GIVEN PROBLEM: Convert the entries into a JSON list of strings, with each line as its own string and blank lines omitted. Cover every entry, and leave the pictures out.

-- START OF PROVIDED DATA --

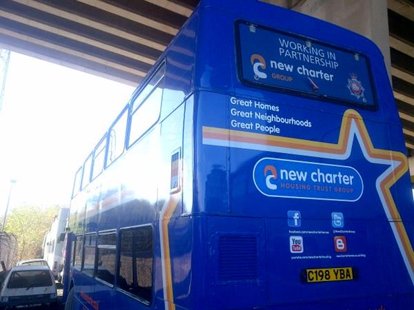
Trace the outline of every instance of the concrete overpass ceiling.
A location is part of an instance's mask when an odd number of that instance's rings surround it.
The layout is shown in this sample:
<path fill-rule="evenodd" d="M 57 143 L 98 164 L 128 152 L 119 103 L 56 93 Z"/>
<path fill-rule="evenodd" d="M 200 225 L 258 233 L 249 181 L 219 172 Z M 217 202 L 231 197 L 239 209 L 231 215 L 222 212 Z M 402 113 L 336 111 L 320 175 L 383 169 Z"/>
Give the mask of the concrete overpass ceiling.
<path fill-rule="evenodd" d="M 1 0 L 11 50 L 137 85 L 199 0 Z M 388 0 L 392 82 L 414 155 L 414 0 Z"/>
<path fill-rule="evenodd" d="M 394 97 L 406 146 L 414 156 L 414 1 L 388 0 Z"/>
<path fill-rule="evenodd" d="M 2 0 L 0 42 L 136 85 L 197 5 L 195 0 Z"/>

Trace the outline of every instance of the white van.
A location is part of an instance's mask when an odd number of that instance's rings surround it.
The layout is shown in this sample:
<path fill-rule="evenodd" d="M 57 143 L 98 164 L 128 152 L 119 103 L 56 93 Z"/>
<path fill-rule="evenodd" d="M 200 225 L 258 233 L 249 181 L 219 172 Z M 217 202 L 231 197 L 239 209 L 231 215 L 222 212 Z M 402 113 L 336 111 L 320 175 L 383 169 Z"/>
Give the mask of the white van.
<path fill-rule="evenodd" d="M 48 266 L 17 266 L 9 270 L 0 289 L 0 309 L 56 303 L 55 279 Z"/>

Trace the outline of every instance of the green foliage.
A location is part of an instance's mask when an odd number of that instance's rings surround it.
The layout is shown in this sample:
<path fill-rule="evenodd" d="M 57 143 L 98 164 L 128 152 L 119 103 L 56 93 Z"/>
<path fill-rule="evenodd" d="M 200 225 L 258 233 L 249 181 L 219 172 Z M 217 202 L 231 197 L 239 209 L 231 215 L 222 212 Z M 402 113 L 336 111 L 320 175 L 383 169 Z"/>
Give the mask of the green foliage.
<path fill-rule="evenodd" d="M 41 258 L 43 240 L 50 229 L 60 207 L 25 205 L 10 210 L 5 231 L 16 236 L 19 243 L 17 260 Z"/>

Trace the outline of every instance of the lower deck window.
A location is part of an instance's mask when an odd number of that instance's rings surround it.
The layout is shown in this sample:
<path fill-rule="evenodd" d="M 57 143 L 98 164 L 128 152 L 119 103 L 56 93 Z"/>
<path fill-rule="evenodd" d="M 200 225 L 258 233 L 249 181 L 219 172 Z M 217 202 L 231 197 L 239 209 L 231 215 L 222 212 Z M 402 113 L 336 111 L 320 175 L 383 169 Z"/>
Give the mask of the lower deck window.
<path fill-rule="evenodd" d="M 153 234 L 151 226 L 121 231 L 119 277 L 117 286 L 147 302 L 152 291 Z"/>
<path fill-rule="evenodd" d="M 52 277 L 46 270 L 14 271 L 10 276 L 8 289 L 51 287 Z"/>
<path fill-rule="evenodd" d="M 99 234 L 98 240 L 95 276 L 97 278 L 114 285 L 117 260 L 117 234 L 113 232 Z"/>

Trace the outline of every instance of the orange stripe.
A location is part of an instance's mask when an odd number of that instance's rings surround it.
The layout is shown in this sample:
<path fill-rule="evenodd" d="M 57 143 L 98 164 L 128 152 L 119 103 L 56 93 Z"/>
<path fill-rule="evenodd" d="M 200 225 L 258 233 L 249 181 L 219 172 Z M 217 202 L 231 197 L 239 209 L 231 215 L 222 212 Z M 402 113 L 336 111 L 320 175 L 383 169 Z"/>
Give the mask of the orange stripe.
<path fill-rule="evenodd" d="M 175 211 L 175 208 L 178 205 L 178 201 L 179 195 L 174 194 L 170 197 L 170 200 L 166 207 L 166 211 L 164 213 L 164 217 L 162 218 L 162 238 L 164 240 L 163 249 L 164 254 L 164 260 L 166 284 L 166 287 L 165 289 L 167 291 L 167 300 L 170 303 L 170 309 L 173 310 L 175 309 L 175 305 L 174 304 L 174 293 L 172 291 L 172 276 L 171 274 L 171 256 L 170 254 L 168 223 L 171 219 L 174 211 Z"/>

-- END OF PROVIDED DATA --

WRITTEN REPLY:
[
  "Trace the outline of every instance of the concrete overpass ceiling.",
  "A location is part of an instance's mask when an odd number of that instance's rings surround it.",
  "The layout is shown in this sample:",
  "<path fill-rule=\"evenodd\" d=\"M 57 143 L 98 164 L 128 152 L 119 103 L 56 93 Z\"/>",
  "<path fill-rule=\"evenodd\" d=\"M 200 225 L 258 233 L 249 181 L 219 172 Z M 217 202 L 231 197 L 239 209 L 231 215 L 222 212 Z M 402 113 L 336 111 L 320 175 L 383 169 Z\"/>",
  "Give the mask of the concrete overpass ceiling.",
  "<path fill-rule=\"evenodd\" d=\"M 1 0 L 11 50 L 137 85 L 199 0 Z M 388 0 L 392 82 L 414 155 L 414 0 Z\"/>",
  "<path fill-rule=\"evenodd\" d=\"M 394 97 L 406 146 L 414 156 L 414 1 L 388 0 Z\"/>",
  "<path fill-rule=\"evenodd\" d=\"M 2 0 L 0 42 L 136 85 L 197 5 L 195 0 Z\"/>",
  "Trace the outline of every instance of the white van.",
  "A location is part of an instance's mask when an odd number of that instance's rings surround it.",
  "The layout is shown in this sample:",
  "<path fill-rule=\"evenodd\" d=\"M 57 143 L 98 164 L 128 152 L 119 103 L 56 93 Z\"/>",
  "<path fill-rule=\"evenodd\" d=\"M 200 225 L 258 233 L 249 181 L 219 172 Z M 217 202 L 231 197 L 239 209 L 231 215 L 222 212 Z M 402 113 L 336 111 L 320 175 L 383 169 Z\"/>",
  "Give the mask of the white van.",
  "<path fill-rule=\"evenodd\" d=\"M 48 266 L 17 266 L 9 270 L 0 289 L 0 309 L 56 303 L 55 279 Z\"/>",
  "Trace the outline of every instance of the green foliage.",
  "A location is part of an instance's mask when an odd number of that instance's rings surround it.",
  "The layout is shown in this sample:",
  "<path fill-rule=\"evenodd\" d=\"M 57 143 L 98 164 L 128 152 L 119 103 L 56 93 Z\"/>",
  "<path fill-rule=\"evenodd\" d=\"M 200 225 L 258 233 L 249 181 L 219 172 Z M 217 202 L 231 197 L 239 209 L 231 215 L 222 212 Z M 402 113 L 336 111 L 320 175 L 383 169 Z\"/>",
  "Give the mask of the green foliage.",
  "<path fill-rule=\"evenodd\" d=\"M 41 258 L 43 240 L 50 229 L 60 207 L 25 205 L 10 210 L 5 231 L 16 236 L 19 243 L 17 260 Z\"/>",
  "Trace the outline of every instance of the lower deck window.",
  "A location is part of an instance's mask when an odd number of that instance's rings surround it.",
  "The layout is shown in this sample:",
  "<path fill-rule=\"evenodd\" d=\"M 57 143 L 98 164 L 128 152 L 119 103 L 56 93 Z\"/>",
  "<path fill-rule=\"evenodd\" d=\"M 200 225 L 258 233 L 249 181 L 219 172 Z M 217 202 L 231 197 L 239 209 L 231 215 L 222 212 Z M 402 113 L 336 111 L 320 175 L 383 169 Z\"/>",
  "Give the mask of the lower deck window.",
  "<path fill-rule=\"evenodd\" d=\"M 153 234 L 151 226 L 121 231 L 119 277 L 117 286 L 147 302 L 152 291 Z\"/>",
  "<path fill-rule=\"evenodd\" d=\"M 52 277 L 46 270 L 14 271 L 10 276 L 8 289 L 51 287 Z\"/>",
  "<path fill-rule=\"evenodd\" d=\"M 99 234 L 98 240 L 95 276 L 97 278 L 114 285 L 117 260 L 117 234 L 113 232 Z\"/>",
  "Trace the outline of every instance of the orange stripe.",
  "A location is part of an instance's mask when an odd number of that instance's rings surround it.",
  "The layout is shown in this sample:",
  "<path fill-rule=\"evenodd\" d=\"M 57 143 L 98 164 L 128 152 L 119 103 L 56 93 Z\"/>",
  "<path fill-rule=\"evenodd\" d=\"M 200 225 L 258 233 L 249 181 L 219 172 Z M 217 202 L 231 197 L 239 209 L 231 215 L 222 212 Z M 402 113 L 336 111 L 320 175 L 383 169 Z\"/>",
  "Give the mask of the orange stripe.",
  "<path fill-rule=\"evenodd\" d=\"M 175 211 L 175 208 L 178 205 L 178 201 L 179 195 L 174 194 L 170 197 L 170 200 L 166 207 L 166 211 L 164 213 L 164 217 L 162 218 L 162 238 L 164 240 L 163 249 L 164 254 L 164 260 L 166 284 L 166 287 L 165 289 L 167 291 L 167 300 L 170 303 L 170 309 L 173 310 L 175 309 L 175 305 L 174 304 L 174 293 L 172 291 L 172 276 L 171 274 L 171 256 L 170 254 L 168 223 L 171 219 L 174 211 Z\"/>"
]